======== Task data
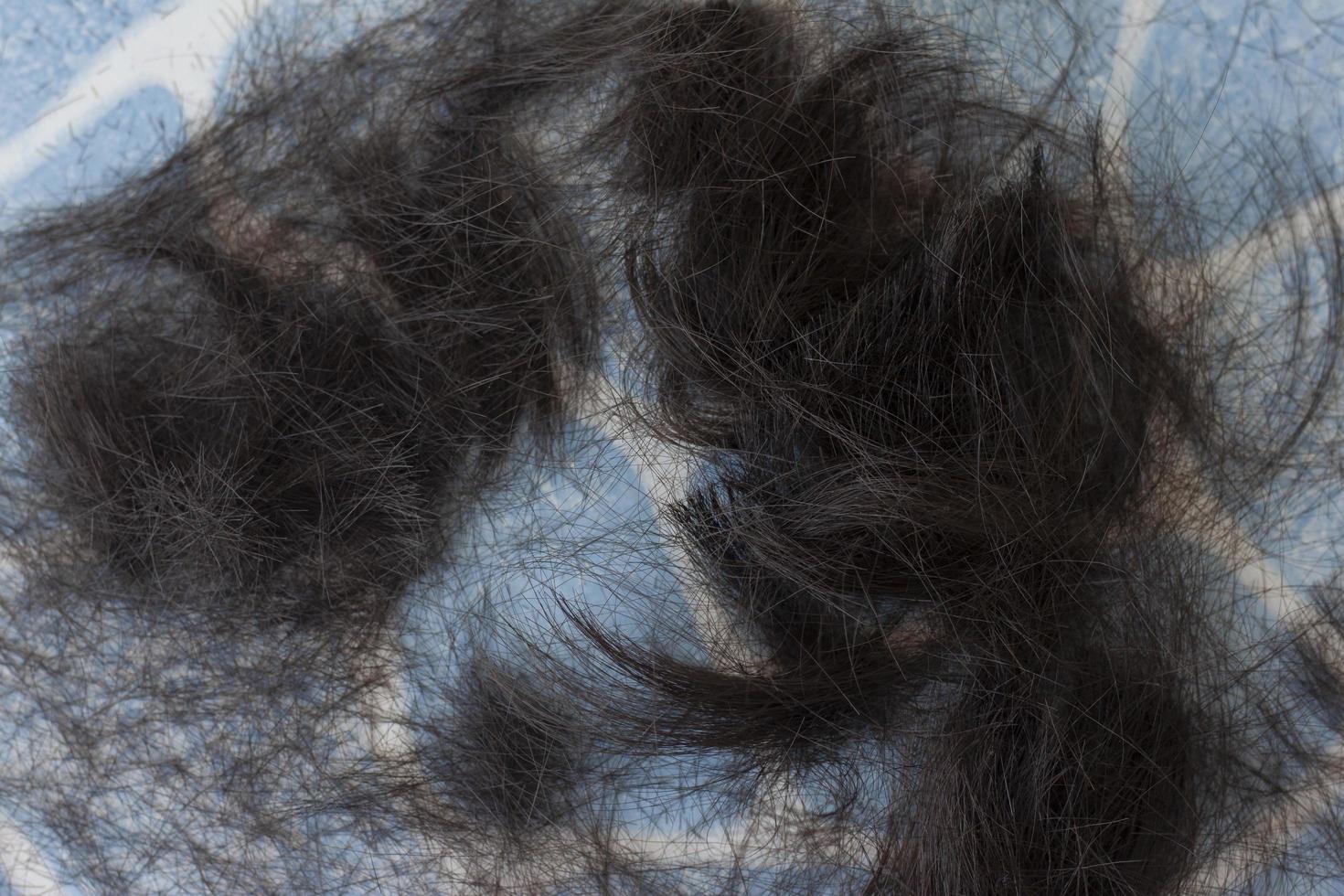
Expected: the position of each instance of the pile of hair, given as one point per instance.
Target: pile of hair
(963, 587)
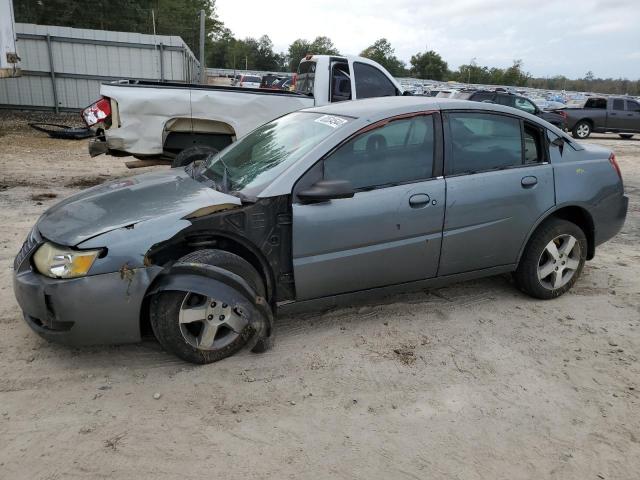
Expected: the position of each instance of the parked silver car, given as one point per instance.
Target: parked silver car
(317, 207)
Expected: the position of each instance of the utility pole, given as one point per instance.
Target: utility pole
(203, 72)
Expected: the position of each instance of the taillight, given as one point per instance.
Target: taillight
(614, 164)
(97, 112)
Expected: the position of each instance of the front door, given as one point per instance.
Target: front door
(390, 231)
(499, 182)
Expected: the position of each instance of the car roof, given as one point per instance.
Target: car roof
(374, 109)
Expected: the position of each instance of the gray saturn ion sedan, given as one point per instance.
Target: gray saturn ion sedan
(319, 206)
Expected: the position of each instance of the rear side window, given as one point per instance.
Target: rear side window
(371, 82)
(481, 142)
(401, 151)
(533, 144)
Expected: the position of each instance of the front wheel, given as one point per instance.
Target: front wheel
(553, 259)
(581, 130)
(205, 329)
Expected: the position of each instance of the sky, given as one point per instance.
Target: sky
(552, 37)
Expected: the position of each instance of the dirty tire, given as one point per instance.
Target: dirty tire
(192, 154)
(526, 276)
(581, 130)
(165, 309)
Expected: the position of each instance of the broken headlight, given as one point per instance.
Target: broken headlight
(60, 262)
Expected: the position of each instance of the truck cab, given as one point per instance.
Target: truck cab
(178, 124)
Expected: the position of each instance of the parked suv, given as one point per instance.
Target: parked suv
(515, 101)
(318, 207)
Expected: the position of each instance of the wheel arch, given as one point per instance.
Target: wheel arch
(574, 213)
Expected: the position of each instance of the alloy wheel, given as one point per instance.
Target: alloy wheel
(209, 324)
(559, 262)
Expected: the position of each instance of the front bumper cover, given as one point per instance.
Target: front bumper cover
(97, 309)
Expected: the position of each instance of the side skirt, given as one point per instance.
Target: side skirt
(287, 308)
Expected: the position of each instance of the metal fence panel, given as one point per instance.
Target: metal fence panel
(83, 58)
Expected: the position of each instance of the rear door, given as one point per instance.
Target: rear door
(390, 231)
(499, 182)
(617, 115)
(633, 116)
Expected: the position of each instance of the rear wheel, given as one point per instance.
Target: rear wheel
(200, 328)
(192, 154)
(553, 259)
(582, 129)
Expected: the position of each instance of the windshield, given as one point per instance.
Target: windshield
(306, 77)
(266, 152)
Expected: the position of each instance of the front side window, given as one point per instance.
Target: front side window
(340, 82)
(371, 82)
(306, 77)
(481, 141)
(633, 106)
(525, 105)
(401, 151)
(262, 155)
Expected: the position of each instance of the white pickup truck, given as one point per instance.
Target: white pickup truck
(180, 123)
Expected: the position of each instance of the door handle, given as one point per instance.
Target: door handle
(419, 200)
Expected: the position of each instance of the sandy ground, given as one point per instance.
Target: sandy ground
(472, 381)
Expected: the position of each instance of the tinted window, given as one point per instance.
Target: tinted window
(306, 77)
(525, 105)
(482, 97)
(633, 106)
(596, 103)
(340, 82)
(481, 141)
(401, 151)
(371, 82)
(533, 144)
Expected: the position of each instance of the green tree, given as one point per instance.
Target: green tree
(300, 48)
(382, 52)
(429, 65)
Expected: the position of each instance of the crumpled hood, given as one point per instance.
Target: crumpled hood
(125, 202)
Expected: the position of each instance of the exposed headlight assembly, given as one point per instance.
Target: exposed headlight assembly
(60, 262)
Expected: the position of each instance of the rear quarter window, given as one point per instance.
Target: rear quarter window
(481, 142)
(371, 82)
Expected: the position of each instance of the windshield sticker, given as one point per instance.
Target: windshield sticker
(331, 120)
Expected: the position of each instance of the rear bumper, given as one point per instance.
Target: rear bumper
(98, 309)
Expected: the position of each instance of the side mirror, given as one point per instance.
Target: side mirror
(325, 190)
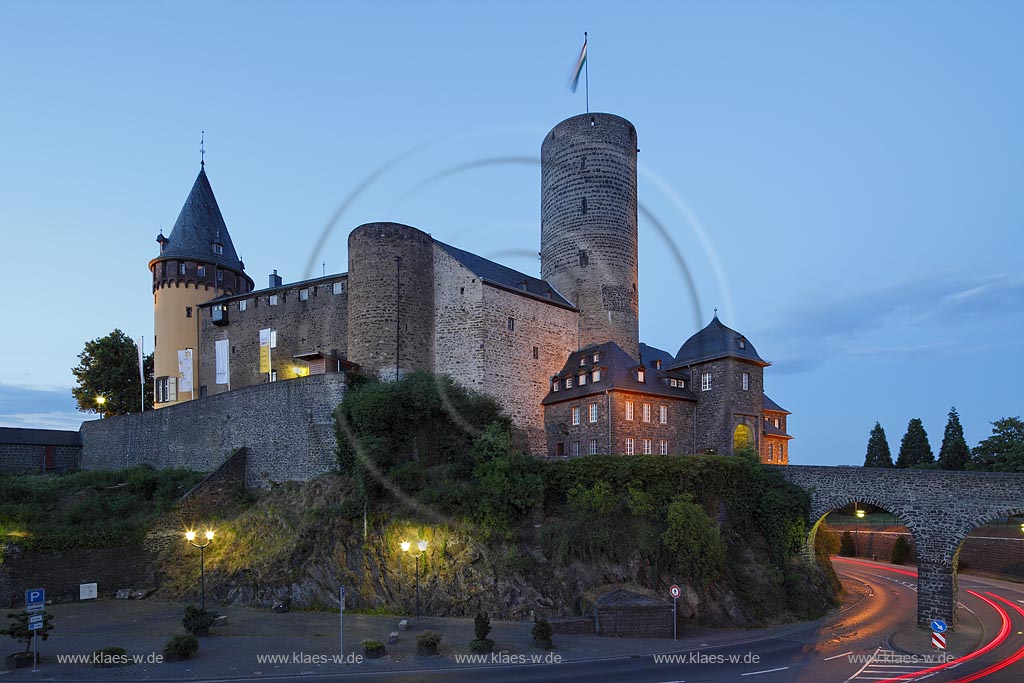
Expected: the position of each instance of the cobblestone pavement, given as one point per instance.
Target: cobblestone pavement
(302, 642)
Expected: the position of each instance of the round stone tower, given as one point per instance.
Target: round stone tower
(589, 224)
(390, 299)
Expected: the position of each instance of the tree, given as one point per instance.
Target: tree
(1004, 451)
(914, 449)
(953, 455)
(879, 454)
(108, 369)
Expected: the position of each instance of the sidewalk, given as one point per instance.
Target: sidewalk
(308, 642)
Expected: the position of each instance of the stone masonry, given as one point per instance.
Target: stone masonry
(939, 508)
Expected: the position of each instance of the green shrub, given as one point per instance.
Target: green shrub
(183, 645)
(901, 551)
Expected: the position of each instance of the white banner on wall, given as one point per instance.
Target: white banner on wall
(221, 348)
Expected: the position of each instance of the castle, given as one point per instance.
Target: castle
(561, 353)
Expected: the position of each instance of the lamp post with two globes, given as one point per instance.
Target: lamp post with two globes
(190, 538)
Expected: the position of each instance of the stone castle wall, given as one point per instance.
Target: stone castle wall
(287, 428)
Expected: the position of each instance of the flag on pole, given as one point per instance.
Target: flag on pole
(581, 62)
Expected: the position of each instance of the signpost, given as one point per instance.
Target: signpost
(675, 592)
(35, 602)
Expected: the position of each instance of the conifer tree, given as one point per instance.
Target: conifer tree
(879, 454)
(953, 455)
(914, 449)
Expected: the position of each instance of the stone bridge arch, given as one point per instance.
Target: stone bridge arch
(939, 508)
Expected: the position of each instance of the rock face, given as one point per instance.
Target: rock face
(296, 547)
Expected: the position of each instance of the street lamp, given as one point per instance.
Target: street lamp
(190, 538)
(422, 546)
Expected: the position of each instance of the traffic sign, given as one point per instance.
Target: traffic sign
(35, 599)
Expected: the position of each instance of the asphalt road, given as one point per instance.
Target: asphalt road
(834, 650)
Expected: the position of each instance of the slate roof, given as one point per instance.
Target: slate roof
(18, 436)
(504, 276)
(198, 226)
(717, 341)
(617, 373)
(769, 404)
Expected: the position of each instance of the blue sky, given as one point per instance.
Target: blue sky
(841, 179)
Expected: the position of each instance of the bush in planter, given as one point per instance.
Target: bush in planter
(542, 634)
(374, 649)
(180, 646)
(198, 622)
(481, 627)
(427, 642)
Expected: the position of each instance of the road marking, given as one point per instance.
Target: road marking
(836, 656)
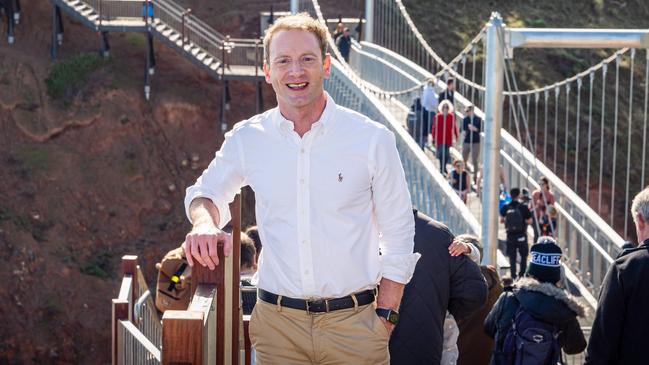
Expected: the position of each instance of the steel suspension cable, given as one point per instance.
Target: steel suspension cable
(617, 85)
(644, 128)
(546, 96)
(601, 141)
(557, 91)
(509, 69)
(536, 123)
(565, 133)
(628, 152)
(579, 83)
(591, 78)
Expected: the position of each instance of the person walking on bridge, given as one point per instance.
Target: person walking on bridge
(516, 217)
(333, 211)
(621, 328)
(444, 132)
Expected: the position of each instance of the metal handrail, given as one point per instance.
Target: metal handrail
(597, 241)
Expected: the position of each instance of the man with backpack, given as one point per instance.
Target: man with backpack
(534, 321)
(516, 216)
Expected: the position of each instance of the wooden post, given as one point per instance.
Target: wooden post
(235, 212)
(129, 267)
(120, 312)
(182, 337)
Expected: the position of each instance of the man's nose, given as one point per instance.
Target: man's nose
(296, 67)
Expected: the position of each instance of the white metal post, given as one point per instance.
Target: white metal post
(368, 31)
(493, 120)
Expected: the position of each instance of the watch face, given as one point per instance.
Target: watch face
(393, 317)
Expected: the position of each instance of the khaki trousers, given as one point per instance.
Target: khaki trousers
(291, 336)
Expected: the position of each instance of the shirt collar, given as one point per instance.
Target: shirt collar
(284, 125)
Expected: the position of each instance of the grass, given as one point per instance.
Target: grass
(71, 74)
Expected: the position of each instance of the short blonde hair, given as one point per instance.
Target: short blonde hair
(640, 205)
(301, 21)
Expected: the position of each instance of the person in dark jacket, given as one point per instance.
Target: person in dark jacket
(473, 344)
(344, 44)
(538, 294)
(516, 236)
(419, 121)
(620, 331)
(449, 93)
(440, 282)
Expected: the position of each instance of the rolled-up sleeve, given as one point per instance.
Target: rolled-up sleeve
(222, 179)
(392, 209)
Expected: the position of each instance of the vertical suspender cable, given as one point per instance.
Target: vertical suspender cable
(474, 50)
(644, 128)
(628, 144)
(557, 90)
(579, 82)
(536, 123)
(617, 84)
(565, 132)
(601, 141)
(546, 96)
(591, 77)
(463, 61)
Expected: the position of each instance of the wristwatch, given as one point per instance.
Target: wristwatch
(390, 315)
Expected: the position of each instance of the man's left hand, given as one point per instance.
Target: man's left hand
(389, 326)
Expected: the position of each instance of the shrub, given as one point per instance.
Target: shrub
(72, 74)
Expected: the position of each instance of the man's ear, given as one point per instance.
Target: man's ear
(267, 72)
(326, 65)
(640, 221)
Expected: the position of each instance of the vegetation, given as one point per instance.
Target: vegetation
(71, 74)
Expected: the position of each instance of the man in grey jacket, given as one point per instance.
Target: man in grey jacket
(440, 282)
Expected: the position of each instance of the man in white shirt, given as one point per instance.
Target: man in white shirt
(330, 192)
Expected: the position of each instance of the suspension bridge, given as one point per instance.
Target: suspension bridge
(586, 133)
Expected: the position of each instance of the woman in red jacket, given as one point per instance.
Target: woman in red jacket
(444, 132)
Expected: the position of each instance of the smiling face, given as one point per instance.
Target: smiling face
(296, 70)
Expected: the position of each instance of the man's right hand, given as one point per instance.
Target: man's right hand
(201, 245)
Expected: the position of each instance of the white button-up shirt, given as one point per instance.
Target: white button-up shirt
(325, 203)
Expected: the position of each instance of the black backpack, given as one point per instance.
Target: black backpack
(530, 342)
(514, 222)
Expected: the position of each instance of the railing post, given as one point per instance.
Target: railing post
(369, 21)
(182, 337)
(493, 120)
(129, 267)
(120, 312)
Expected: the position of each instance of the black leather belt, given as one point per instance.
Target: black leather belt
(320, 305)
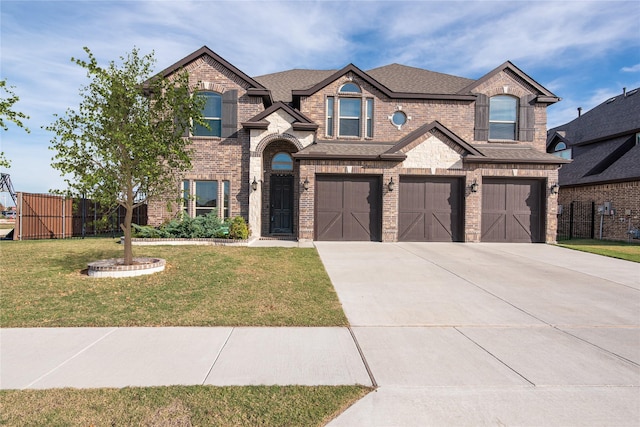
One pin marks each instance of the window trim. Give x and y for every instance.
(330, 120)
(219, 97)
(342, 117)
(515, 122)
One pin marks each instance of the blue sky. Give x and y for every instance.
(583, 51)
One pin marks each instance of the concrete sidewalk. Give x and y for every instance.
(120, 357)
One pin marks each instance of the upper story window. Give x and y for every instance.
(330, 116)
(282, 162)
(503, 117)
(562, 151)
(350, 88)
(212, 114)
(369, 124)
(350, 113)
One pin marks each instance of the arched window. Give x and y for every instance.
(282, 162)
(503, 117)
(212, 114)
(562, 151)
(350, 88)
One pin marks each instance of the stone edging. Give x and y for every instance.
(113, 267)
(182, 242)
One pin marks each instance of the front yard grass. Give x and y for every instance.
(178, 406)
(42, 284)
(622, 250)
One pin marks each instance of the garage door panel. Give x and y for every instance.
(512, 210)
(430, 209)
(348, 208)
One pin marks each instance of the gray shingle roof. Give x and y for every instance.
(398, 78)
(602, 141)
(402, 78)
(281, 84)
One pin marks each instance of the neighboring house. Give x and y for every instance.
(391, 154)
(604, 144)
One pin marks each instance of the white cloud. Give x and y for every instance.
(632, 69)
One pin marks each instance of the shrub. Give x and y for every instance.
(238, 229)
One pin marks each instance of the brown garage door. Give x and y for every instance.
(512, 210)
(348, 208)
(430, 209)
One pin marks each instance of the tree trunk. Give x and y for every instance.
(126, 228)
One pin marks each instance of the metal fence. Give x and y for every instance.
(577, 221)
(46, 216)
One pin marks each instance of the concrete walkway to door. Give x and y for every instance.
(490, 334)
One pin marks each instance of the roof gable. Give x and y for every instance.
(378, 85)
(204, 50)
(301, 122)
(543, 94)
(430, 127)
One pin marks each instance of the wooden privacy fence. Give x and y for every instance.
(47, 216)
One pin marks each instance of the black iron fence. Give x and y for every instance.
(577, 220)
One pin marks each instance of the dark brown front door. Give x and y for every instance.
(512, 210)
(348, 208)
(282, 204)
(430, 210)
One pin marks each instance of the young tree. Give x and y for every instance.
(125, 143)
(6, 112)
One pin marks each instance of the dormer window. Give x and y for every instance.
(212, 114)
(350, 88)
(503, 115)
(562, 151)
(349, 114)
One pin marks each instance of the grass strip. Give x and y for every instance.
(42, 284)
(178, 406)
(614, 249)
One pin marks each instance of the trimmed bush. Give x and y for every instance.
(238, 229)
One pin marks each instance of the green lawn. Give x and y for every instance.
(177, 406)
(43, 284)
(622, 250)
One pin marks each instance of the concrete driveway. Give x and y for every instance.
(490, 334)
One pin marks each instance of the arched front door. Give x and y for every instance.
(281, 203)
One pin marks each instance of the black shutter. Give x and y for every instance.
================
— Description of the task —
Your output must contain exactly the lines from the one containing "One pin marks each instance of the young" to the final line of the data above, and no other text.

— Response —
One pin marks each instance of the young tree. Give x and y for every instance.
(125, 143)
(6, 112)
One pin marks each instance of the dormer window. Give x and y for every instance.
(212, 114)
(350, 88)
(503, 115)
(562, 151)
(349, 114)
One pin marks each instance of the grass strip. Give x and y for every instance.
(42, 284)
(178, 406)
(614, 249)
One pin marks each instance of the trimmed bush. Give x and y for every instance.
(238, 229)
One pin marks each instance of the green lawn. Give x and y for every instance.
(177, 406)
(43, 284)
(622, 250)
One pin marks each instance of the concrete driveway. Give x and y for every instance.
(490, 334)
One pin marks each instance of the arched front door. Give x and y for every instance.
(281, 203)
One pin marks each instance of the black shutter. Give x and y for every instance.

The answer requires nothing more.